=== CONSIGNE 1 ===
Sélectionnez et recopiez chaque ligne des enregistrements ci-dessous qui contient la chaîne "cabinet".
═══ EXTRAIT DU DOCUMENT ═══
Saluons tout d’abord le remarquable travail accompli depuis 1998 par Olivier Tousis, directeur artistique de cette manifestation. Il anime avec une fantastique pugnacité et les moyens… que l’on imagine, un festival qui n’a rien d’amateur. Loin de se contenter de rameuter quelques vacanciers en mal de loisirs, Olivier Tousis leur propose plutôt un vrai répertoire d’opéras. La programmation de cette année était d’ailleurs particulièrement exigeante. Voire ambitieuse. Rien moins que l’Iphigénie en Tauride de Gluck et le Don Giovanni de Mozart. Excusez du peu !
Composé de treize instrumentistes et d’un continuo (Denis Radou), l’Orchestre de l’Opéra des Landes, sous la direction de Brice Martin, nous donne à entendre la partition mozartienne dans une réduction pleine de sens et de couleurs. Olivier Tousis, au demeurant impressionnant Commandeur, assure également la mise en scène et la scénographie de ce spectacle sur la base de projections d’une belle tenue situant adroitement chaque épisode du livret. Avec en prime un film pendant l’ensemble concertant final montrant Don Giovanni non pas aux enfers mais disparaissant, à moitié nu, dans un océan d’écume. D’autres partis-pris interpellent, tel celui montrant une connivence évidente entre le Commandeur et Leporello, connivence visant à détruire le Don. C’est ainsi que le valet va lui-même mettre la main de son maître dans celle du Commandeur.

Frédéric Cornille (Don Giovanni)
═══ DONNÉES ═══
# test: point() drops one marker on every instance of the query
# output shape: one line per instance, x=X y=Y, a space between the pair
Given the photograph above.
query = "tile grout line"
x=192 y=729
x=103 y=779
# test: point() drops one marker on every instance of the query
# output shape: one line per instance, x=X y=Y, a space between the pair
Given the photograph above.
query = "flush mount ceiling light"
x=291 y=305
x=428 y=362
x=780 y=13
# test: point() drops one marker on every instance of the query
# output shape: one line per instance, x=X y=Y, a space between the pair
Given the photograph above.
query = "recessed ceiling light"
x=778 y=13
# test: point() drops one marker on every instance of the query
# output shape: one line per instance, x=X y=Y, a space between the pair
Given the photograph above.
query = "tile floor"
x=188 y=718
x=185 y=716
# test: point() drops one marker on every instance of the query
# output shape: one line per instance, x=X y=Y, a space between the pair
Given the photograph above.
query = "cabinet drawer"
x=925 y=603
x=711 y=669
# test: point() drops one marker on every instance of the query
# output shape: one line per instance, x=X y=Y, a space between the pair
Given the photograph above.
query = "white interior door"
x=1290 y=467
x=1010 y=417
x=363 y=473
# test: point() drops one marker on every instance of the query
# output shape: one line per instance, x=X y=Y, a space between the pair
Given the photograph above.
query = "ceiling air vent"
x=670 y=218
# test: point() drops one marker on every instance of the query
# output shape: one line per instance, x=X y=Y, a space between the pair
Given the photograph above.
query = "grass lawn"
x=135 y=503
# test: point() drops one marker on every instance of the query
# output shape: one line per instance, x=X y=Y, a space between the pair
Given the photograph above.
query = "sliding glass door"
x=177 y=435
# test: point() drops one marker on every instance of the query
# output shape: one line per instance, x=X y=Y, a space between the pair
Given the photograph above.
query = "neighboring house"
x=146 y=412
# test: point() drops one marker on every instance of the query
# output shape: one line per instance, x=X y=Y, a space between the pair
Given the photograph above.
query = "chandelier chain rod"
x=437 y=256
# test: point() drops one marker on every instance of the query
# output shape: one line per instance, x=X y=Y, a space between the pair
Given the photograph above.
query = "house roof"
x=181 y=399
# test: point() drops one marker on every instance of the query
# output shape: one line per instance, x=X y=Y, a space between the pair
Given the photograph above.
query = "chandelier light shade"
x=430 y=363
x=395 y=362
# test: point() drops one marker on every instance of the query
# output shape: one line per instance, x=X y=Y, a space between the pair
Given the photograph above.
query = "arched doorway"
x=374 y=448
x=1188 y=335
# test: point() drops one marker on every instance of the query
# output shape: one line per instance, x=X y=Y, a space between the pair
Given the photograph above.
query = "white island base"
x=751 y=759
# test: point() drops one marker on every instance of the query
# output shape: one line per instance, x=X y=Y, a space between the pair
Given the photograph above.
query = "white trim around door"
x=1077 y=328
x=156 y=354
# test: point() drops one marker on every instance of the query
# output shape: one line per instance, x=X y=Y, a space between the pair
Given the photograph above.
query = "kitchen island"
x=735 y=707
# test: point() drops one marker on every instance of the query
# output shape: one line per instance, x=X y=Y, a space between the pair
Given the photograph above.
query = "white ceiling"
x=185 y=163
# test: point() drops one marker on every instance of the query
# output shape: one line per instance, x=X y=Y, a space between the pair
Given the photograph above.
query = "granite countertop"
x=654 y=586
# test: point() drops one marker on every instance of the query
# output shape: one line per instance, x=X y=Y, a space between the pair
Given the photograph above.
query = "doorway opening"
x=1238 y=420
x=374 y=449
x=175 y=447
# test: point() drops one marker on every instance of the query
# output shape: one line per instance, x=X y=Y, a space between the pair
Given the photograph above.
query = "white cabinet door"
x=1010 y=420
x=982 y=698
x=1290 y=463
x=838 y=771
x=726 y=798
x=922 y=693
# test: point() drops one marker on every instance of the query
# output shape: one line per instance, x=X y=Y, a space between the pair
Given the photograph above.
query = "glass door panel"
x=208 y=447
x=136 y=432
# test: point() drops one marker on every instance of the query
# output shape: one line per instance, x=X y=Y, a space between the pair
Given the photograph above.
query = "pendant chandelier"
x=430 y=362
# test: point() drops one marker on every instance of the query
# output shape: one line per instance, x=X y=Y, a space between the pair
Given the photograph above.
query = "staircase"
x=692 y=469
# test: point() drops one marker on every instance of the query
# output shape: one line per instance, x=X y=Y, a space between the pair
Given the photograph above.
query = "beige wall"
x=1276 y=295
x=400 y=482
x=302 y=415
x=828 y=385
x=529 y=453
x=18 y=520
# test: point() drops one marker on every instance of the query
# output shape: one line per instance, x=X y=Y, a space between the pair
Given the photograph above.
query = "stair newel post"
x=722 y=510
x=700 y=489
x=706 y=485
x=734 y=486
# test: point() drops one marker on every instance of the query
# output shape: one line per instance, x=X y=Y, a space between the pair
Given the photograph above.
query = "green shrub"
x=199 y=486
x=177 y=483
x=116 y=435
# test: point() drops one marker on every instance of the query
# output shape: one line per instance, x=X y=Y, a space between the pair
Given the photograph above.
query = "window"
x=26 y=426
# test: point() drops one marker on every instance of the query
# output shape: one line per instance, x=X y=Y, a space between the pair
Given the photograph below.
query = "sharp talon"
═══
═══ DONNÉES ═══
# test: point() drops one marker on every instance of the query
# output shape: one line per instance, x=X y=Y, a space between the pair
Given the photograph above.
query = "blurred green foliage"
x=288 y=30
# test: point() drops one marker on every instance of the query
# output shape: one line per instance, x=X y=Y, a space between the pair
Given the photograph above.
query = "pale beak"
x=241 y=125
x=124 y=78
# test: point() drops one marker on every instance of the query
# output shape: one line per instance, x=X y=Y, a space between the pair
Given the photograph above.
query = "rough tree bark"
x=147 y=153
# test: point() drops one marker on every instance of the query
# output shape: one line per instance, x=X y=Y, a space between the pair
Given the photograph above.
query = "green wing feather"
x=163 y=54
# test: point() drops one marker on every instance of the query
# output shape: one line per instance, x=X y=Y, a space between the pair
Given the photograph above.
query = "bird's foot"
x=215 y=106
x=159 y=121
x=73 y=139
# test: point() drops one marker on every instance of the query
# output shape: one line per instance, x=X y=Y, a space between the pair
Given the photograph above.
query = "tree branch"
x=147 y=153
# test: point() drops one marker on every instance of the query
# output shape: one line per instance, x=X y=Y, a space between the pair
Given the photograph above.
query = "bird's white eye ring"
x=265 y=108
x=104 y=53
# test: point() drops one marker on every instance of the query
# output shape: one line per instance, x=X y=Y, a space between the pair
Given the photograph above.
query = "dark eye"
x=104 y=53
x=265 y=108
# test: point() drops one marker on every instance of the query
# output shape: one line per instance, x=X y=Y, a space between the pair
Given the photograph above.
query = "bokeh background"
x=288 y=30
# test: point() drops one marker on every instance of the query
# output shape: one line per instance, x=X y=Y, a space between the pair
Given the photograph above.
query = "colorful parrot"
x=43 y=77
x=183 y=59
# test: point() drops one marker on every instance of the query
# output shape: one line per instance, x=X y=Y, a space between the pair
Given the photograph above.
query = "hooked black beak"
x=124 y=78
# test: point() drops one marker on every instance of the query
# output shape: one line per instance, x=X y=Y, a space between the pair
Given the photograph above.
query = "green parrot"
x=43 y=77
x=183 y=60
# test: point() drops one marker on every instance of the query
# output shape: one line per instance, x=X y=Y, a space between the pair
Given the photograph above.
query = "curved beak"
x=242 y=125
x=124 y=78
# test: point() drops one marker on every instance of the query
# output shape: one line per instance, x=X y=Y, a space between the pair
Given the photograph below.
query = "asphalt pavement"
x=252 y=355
═══
=== CONSIGNE 2 ===
Poursuivez l'extrait consacré au Don Giovanni de l'Opéra des Landes, placé plus haut, à partir de sa dernière ligne.

=== RÉPONSE 1 ===
query = "cabinet drawer"
query = "white cabinet door"

=== RÉPONSE 2 ===
Un plateau de qualité

Pour ce Don Giovanni, Olivier Tousis a réuni un plateau de qualité qui ferait honneur à bon nombre de théâtres. Tous les artistes ont recueilli un succès amplement mérité. Il en est ainsi de Catherine Manandaza, altière Donna Anna, au timbre chaleureux, au beau médium puissamment projeté. Il y a du soprano Verdi dans cette voix. Florence Barbara incarne avec aplomb une fulgurante Donna Elvira, Maela Vergnes, avec un timbre plus sombre, donne de Zerlina une vision d’une grande fraîcheur. Marc Souchet n’a aucun mal à imposer un Leporello de belle facture dans lequel il est aisé de déceler une grande complicité avec ce rôle. Le cas de Jean Goyetche est un rien plus délicat car, si le timbre correspond parfaitement au rôle d’Ottavio, la virtuosité requise, particulièrement dans le Dalla sua pace, le rencontre clairement en difficulté.

Dommage, car le phrasé et l’élégance sont là et le second air : Il mio tesoro l’éprouve beaucoup moins. Citons simplement le Masetto sensiblement décalé de Didier Tousis pour en arriver au rôle-titre, tenu ici par le baryton Frédéric Cornille. Pour ce jeune interprète, il s’agissait d’une prise de rôle. Outre un physique des plus avantageux, en particulier pour cet emploi, la voix et le style nous ont révélé de vrais trésors. Sur un ambitus couvrant largement deux octaves, la voix de Frédéric Cornille s’envole jusqu’au la naturel avec une incroyable audace. Ce qui sonne immédiatement à l’oreille est la parfaite homogénéité de cet organe dont les trois registres sont parfaitement soudés et projetés. Toutes qualités aujourd’hui rarissimes ! Le timbre, né au soleil de la Méditerranée, est dense et velouté à la fois. Quant au style évoqué plus haut, il n’est que d’entendre son Là ci darem la mano pour être littéralement confondu par la musicalité, l’art des nuances et le phrasé de ce baryton. Très habile scéniquement, il va, n’en doutons pas, mûrir encore ce rôle. Olivier Tousis a mis ainsi la main sur un interprète dont le talent et l’avenir sont riches de grandes promesses. Il donne un récital d’airs d’opéras, avec orchestre, dans le cadre du Festival du Vigan le 2 août prochain. A ne manquer sous aucun prétexte. Haendel, Gluck, Mozart, Bellini et Rossini y seront à l’honneur ainsi que le compositeur François Gilles qui a écrit à son attention une Ballade des pendus, sur le texte de François Villon (création mondiale).